» Input for this task

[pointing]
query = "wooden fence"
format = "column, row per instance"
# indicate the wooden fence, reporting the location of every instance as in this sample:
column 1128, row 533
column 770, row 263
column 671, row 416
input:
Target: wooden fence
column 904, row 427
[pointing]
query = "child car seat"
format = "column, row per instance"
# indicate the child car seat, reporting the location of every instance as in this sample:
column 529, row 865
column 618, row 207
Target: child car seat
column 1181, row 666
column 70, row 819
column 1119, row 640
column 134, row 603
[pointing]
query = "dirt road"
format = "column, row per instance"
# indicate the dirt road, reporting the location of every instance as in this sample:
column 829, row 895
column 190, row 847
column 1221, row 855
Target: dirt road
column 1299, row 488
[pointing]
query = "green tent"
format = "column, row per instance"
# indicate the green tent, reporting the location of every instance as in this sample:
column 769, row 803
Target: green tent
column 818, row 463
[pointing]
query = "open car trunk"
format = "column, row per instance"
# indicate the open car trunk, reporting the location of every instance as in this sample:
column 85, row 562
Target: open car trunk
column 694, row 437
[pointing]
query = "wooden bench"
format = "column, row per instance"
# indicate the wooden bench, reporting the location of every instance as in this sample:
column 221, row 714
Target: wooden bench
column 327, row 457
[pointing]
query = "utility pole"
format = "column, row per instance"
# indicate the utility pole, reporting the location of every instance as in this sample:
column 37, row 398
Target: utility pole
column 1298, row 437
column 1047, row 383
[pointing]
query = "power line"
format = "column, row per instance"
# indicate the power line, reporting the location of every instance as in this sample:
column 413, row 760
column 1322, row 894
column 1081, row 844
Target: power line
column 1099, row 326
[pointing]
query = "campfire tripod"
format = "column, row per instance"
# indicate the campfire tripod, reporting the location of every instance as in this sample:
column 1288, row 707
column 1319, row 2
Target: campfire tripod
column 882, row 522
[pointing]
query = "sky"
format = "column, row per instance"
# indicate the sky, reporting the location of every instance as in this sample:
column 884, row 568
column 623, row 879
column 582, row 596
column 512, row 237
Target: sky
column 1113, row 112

» The exercise
Write all the lines above again, swapping every "indicate" for "mark" and leaving everything else as it is.

» Written solution
[pointing]
query = "wooden fence"
format = "column, row per instance"
# mark the wooden fence, reporting the location of every instance as in this sample:
column 1128, row 533
column 770, row 263
column 671, row 416
input:
Target: wooden fence
column 904, row 427
[pointing]
query = "child car seat"
format = "column, row per instance"
# mark the child car seat, reporting the location of every instance as in this sample:
column 529, row 865
column 618, row 207
Target: child car seat
column 1181, row 666
column 70, row 819
column 1119, row 640
column 134, row 603
[pointing]
query = "dirt road"
format = "column, row per instance"
# mark the dirt road, reporting the location of every instance as in this sample:
column 829, row 895
column 190, row 847
column 1221, row 855
Target: dirt road
column 1299, row 488
[pointing]
query = "green tent"
format = "column, row per instance"
# mark the green tent, reporting the location of every instance as in this sample:
column 769, row 803
Target: green tent
column 818, row 463
[pointing]
query = "open car trunk"
format = "column, row per instance"
# mark the open car trunk, reporting the location of every instance as in this sample:
column 85, row 562
Target: open car trunk
column 694, row 437
[pointing]
query = "wooden bench"
format = "column, row per instance"
# mark the wooden bench, reporting the location of every instance as in this sample:
column 221, row 714
Target: wooden bench
column 327, row 457
[pointing]
query = "utility pole"
format = "column, row per instance"
# mark the utility pole, reporting the location of every instance as in this sample:
column 37, row 398
Target: utility pole
column 1298, row 437
column 1047, row 383
[pointing]
query = "power line"
format = "column, row per instance"
# mark the power line, reporting the location of every instance as in this sample:
column 413, row 760
column 1322, row 894
column 1081, row 844
Target: power line
column 1099, row 326
[pointing]
query = "campfire tripod"
format = "column, row per instance"
# mark the campfire tripod, reporting the location of every instance as in this sample:
column 1288, row 707
column 1319, row 2
Target: campfire tripod
column 882, row 522
[pointing]
query = "sky"
format = "column, row per instance"
# mark the sky, reporting the location of every instance as in this sample:
column 884, row 568
column 623, row 879
column 582, row 596
column 512, row 237
Target: sky
column 1113, row 112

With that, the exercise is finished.